EXCERPTED TEXT:
Segment Open

I was desperate for John Mark to be one of those EBF babies (exclusively breast fed). On all the mommy blogs I've read, they use this term and I feel like these mommies wear the term EBF as a badge of honor. Yes, the deserve it because breast feeding is hard and selfless. My determination to be "EBF" was killing me though.
Strangers would look at John Mark in his carseat and ask me how old he was. When they heard the answer, they'd say, "Ooooh, he's so tiny!" or "Was he premature?" In the beginning, I wasn't really offended by this because I knew that breastfed babies are typically smaller. It wasn't until my pediatrician noticed his thin arms that I got really worried. Around 3 months, I had to amp up my efforts even more. I was starting to lose it. I shed many tears at the meetings. Finally (after 4 long months) the nurse suggested that I just pump/bottle instead of nurse/pump/bottle (since he clearly was not doing a good job on his own). Basically I would be doing "double" feeding instead of "triple feeding." I was energized by the new plan. I thought, "I can do this!" Hmmmm....

Segment Closed

DATA SUPPLIED:
Segment Open

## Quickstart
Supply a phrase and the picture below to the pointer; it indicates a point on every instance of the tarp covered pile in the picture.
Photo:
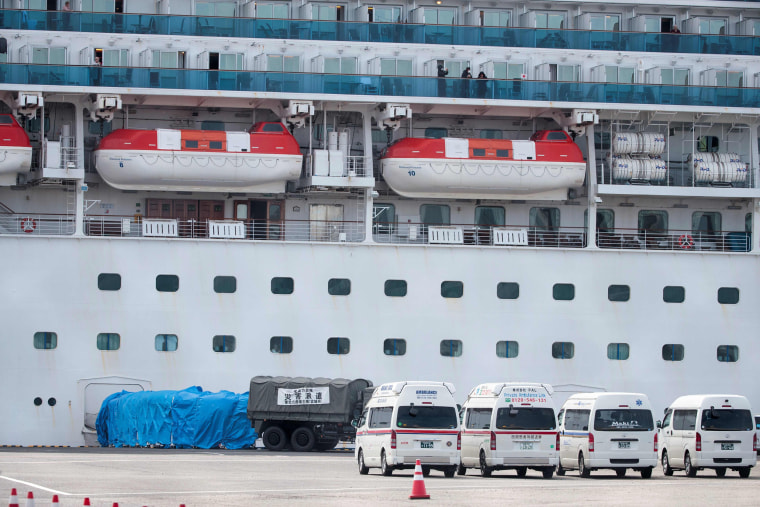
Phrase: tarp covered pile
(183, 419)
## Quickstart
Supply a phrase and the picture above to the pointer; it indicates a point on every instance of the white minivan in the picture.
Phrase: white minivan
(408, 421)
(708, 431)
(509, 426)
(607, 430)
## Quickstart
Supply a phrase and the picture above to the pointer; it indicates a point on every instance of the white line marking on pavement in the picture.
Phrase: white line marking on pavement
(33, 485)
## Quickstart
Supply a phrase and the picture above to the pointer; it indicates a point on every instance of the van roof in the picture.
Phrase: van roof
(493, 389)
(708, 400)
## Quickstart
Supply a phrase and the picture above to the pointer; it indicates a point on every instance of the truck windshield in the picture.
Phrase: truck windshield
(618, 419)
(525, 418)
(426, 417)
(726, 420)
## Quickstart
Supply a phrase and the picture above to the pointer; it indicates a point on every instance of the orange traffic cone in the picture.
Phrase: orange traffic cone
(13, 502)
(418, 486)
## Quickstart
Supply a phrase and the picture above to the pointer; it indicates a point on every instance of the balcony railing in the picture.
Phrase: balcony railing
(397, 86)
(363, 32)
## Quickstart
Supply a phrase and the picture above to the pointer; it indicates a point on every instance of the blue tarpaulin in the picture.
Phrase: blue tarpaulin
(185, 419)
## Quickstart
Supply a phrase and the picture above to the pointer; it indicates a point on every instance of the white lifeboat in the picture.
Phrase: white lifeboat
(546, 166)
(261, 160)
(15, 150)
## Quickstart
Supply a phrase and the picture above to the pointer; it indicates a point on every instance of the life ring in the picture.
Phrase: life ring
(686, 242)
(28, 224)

Segment Closed
Segment Open

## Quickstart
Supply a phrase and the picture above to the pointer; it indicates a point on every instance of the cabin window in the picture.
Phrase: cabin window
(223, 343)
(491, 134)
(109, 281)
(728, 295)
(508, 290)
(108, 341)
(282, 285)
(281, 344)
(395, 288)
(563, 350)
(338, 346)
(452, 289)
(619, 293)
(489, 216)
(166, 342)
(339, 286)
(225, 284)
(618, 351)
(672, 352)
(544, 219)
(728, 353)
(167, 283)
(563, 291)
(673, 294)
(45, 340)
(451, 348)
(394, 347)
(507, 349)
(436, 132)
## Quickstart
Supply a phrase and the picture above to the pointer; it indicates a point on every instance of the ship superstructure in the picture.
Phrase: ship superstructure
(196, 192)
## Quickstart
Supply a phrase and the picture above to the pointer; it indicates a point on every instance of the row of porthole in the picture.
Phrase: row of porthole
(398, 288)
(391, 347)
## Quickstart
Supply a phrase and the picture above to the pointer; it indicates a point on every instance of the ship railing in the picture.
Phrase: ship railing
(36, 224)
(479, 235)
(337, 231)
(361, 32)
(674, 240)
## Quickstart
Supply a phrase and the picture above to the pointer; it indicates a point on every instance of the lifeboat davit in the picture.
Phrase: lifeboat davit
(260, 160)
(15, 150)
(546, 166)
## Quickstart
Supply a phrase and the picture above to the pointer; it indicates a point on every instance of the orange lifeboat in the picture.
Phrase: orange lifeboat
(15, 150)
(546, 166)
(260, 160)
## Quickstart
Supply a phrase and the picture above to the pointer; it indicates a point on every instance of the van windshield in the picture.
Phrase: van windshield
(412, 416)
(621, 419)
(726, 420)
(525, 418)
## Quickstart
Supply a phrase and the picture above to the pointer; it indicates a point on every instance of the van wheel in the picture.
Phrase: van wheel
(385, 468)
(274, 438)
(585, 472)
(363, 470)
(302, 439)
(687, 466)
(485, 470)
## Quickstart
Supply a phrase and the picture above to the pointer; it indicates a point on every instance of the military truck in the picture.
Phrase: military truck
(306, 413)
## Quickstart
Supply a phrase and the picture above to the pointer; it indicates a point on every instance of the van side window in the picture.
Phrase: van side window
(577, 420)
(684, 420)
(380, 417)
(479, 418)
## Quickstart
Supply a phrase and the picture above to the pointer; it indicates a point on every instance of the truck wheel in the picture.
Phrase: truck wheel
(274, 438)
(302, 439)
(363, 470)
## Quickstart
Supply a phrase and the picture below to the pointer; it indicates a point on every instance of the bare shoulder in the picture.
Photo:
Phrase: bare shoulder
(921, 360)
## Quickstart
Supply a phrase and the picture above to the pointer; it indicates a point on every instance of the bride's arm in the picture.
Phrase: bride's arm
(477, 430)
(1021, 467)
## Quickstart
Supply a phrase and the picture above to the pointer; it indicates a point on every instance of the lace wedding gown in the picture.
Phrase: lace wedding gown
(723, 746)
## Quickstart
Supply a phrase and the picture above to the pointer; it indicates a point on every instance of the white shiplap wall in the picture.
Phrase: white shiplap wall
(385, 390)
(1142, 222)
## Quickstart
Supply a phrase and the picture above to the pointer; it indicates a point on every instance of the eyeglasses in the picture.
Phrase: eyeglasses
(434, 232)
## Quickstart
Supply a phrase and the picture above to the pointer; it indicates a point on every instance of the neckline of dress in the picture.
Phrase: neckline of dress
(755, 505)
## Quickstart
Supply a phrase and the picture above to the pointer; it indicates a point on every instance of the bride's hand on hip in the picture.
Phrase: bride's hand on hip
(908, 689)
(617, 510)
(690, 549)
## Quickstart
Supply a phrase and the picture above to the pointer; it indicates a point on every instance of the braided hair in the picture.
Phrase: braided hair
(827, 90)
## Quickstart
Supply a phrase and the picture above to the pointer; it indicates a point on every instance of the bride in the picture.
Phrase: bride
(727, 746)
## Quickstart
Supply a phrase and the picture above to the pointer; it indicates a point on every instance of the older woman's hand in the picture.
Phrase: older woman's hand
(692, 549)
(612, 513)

Segment Closed
Segment Open

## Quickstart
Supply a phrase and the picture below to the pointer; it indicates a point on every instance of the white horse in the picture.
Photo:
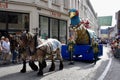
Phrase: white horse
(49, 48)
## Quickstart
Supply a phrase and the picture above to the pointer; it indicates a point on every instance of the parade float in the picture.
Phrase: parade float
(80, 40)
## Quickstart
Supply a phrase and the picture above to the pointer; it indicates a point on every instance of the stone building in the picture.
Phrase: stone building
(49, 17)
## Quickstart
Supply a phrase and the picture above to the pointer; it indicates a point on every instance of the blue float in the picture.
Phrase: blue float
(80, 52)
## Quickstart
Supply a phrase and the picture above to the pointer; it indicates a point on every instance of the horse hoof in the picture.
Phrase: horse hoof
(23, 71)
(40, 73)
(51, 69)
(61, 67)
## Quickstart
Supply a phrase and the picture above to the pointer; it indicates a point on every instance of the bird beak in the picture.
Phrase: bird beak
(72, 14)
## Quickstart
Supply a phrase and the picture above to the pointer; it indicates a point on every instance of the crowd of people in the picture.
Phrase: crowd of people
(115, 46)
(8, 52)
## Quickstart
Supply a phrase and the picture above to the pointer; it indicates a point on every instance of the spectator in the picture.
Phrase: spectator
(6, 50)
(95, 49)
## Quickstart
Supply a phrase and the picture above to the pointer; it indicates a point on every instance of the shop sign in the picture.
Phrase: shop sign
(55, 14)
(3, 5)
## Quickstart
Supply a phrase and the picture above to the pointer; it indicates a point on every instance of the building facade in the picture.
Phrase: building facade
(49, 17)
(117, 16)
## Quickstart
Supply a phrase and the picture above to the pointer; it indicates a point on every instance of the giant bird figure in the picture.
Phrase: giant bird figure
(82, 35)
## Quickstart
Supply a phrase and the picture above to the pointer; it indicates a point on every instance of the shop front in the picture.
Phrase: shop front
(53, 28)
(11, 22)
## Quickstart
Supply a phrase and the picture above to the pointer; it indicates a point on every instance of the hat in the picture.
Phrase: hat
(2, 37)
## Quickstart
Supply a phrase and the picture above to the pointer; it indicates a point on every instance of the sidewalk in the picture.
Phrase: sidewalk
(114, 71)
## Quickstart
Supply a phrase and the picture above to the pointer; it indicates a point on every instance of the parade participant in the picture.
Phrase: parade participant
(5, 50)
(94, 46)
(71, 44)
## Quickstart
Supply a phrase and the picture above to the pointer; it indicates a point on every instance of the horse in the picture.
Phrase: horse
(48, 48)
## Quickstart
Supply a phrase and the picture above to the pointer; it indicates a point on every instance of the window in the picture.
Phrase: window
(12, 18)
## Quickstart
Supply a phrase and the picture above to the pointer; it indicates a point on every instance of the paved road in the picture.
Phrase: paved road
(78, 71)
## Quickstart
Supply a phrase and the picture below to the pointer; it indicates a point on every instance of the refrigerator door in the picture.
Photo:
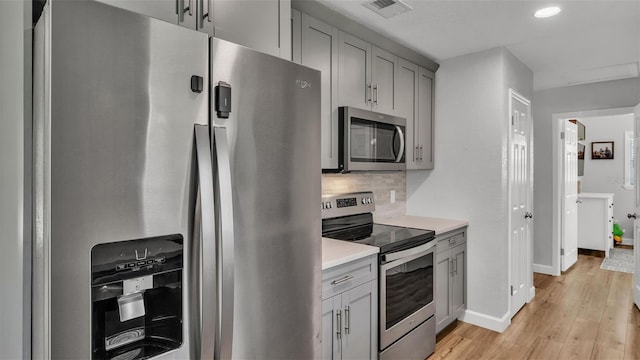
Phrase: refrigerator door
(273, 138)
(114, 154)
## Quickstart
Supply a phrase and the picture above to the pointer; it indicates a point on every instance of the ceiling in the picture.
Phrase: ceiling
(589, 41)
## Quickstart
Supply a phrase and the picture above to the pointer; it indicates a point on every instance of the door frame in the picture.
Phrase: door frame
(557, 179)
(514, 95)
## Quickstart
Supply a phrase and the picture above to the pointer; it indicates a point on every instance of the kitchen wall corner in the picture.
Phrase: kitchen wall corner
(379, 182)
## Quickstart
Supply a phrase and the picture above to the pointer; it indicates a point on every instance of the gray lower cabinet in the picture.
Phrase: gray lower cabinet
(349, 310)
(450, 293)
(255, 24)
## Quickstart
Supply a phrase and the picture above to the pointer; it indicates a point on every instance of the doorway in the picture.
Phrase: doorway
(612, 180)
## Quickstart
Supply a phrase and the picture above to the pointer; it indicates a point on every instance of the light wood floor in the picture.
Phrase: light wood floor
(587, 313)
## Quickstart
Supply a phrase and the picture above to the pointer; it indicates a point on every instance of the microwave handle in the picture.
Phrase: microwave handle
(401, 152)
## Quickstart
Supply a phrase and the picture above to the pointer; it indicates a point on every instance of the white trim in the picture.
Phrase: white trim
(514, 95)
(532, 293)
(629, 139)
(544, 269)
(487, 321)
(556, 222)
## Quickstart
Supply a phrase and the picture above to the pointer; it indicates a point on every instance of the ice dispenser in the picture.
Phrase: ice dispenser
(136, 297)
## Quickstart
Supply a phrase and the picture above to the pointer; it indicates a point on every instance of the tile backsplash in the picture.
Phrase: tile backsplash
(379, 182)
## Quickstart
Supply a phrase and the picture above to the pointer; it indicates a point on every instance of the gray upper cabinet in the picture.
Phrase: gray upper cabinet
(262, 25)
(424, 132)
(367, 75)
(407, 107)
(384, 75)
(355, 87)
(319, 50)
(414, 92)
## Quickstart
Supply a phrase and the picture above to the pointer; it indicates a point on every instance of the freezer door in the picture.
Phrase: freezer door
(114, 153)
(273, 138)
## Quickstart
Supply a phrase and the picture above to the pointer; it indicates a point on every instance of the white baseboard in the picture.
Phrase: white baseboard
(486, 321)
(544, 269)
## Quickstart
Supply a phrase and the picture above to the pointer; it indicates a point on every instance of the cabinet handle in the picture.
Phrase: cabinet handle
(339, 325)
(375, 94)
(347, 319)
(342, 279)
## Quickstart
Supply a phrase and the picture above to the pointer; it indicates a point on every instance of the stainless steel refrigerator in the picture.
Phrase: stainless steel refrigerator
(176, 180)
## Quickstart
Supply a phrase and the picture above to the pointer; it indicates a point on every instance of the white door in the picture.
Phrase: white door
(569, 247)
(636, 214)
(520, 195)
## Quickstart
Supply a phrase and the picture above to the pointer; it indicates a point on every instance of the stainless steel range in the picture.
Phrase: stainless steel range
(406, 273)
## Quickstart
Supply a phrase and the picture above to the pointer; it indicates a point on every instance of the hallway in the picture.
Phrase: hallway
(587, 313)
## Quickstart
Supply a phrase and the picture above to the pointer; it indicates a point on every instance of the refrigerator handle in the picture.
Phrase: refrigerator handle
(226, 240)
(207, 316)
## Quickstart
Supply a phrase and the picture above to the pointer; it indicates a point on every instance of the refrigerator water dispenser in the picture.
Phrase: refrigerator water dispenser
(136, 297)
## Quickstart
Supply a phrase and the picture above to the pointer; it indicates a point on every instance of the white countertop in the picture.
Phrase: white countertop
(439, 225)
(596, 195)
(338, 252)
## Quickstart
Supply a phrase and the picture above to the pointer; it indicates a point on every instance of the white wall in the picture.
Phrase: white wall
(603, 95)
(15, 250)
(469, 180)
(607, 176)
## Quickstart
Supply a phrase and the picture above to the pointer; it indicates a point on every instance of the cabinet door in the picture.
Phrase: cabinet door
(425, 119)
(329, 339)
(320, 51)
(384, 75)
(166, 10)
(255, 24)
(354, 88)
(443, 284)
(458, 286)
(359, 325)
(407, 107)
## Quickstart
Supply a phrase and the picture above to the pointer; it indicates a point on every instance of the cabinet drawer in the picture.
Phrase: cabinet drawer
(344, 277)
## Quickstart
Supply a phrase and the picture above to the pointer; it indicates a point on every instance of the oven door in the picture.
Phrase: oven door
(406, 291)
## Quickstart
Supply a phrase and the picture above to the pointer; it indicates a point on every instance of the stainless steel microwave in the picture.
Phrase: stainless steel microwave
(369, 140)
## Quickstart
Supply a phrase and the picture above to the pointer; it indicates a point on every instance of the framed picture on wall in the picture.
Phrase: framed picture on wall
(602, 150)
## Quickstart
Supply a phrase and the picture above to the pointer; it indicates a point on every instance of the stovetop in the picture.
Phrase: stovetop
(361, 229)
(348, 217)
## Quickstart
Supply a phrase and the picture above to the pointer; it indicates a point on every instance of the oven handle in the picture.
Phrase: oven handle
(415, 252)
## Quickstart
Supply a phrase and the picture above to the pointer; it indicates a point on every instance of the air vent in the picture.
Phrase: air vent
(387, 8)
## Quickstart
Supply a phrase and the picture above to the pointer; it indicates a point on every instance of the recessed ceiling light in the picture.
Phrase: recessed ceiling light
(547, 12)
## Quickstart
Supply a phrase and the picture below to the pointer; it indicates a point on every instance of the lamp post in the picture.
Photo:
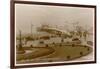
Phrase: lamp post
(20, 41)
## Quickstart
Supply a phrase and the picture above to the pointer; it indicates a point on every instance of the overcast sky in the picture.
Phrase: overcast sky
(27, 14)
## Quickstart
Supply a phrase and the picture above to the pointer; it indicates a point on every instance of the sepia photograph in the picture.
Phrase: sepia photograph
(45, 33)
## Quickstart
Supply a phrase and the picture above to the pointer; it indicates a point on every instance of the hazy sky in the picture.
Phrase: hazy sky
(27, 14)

Segment Closed

YOUR GOAL: Copy word for word the stretch of the breastfeeding text from "I was desperate" through "killing me though.".

RESPONSE:
I was desperate for John Mark to be one of those EBF babies (exclusively breast fed). On all the mommy blogs I've read, they use this term and I feel like these mommies wear the term EBF as a badge of honor. Yes, the deserve it because breast feeding is hard and selfless. My determination to be "EBF" was killing me though.